## REQUIRED WORK
Transcribe every line of the data below verbatim, with no changes of any kind.

-----

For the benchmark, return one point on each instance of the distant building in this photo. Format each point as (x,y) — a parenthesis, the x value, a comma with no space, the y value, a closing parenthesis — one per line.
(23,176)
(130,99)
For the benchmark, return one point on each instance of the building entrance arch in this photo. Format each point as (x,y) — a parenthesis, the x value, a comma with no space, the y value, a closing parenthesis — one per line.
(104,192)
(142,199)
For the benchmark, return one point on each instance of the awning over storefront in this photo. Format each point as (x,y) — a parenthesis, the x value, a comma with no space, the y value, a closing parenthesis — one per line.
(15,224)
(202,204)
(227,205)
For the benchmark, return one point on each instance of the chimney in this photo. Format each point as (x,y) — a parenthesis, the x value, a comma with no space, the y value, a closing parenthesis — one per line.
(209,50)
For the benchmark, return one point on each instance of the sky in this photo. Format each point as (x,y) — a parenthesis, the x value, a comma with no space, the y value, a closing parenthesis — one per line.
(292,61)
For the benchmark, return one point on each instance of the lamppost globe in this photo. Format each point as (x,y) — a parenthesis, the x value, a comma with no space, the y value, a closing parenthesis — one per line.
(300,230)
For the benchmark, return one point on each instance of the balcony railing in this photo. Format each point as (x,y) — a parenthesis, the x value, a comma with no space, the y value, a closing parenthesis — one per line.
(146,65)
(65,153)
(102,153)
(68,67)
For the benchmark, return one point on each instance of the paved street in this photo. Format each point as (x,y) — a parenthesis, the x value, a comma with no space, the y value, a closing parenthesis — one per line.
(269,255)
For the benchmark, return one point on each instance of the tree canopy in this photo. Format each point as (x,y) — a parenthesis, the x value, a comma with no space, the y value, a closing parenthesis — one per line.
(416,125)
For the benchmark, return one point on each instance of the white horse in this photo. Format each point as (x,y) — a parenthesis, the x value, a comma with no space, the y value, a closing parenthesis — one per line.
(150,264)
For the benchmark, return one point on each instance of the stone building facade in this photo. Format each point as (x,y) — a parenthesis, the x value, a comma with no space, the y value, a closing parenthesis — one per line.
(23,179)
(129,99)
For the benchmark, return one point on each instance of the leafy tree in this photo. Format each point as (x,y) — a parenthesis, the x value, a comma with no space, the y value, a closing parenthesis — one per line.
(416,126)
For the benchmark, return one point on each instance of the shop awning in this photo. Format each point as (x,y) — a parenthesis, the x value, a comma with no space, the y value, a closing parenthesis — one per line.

-----

## THE SOLUTION
For the benchmark, return one point on each instance of the distant building in this photo. Format each point as (x,y) — a parenthesis, the x value, a comma with no space, the y value, a closing parenthesis — one per line.
(23,176)
(130,99)
For the benchmark, return one point on each instance of the building entrance arch in this photo. Format each point as (x,y) — a parenthesis, the x value, a comma with no space, the y value, a closing parenthesis — one per line.
(104,192)
(142,199)
For the benchmark, return one point on each instance of the awning over storefront in this photo. Format each point as (x,y) — a parenthesis, the x value, a comma with no space, the y value, a closing parenthesis — one per line.
(15,224)
(202,204)
(227,205)
For the benchmark, return one point on each instance of the chimney in this photo. Format each point as (x,y) — a parenthesis, the x value, a comma with no space, the y value, a closing parenthesis — one per line.
(209,50)
For the benchmark, return one point on each instance of the sky in this photo. Format each point as (x,y) — a parenthesis, the x value, a comma with no space, the y value, a closing parenthesis — one per line.
(292,61)
For the benchmark, return one point on each instance of the lamppost globe in this photo. Format each point as (x,y) — a parenthesis, the x value, a comma with no space, the y value, a closing parenthesis — one per line.
(300,230)
For the benchmark, return one point on each instance of the balcony railing in this photo. Format each point as (x,y) — a parenthesis, the x value, a comma with no space, the y value, a closing parenthesis — one per line.
(146,65)
(65,153)
(102,153)
(68,67)
For the benchmark, return one point on each instance of the paved street in this photo. Format each point as (x,y) — a parenthesis, the x value, a comma with no space, the y value, a closing parenthesis — one per line.
(269,255)
For the benchmark, return one point on each instance of the tree canopy in this photo. Format each point as (x,y) — a parenthesis, the x value, a comma with no space, the y value, a closing parenthesis — one per line.
(416,125)
For the benchmark, return one point on each instance of the white horse in this photo. Format each point as (x,y) — a parenthesis, the x value, a comma with no space, the y value, a closing parenthesis — one per line.
(150,264)
For the benchmark, return one point on each instance of the stone building facade in this photo. Format each point as (x,y) — a parenthesis, the x value, a comma with no space, the y value, a closing parenthesis — one per line.
(23,179)
(129,99)
For the benchmark, return one point on each instance of the leafy tree in this photo. Format each point as (x,y) — a parenthesis, the x value, a comma with no space, the y value, a closing parenthesis — one per line.
(416,126)
For the benchmark, return one point on each instance of the shop awning in this photo. Format each point as (x,y) — a parenthesis, the x value, a comma with no space, the y value, a closing parenthesis — one per line.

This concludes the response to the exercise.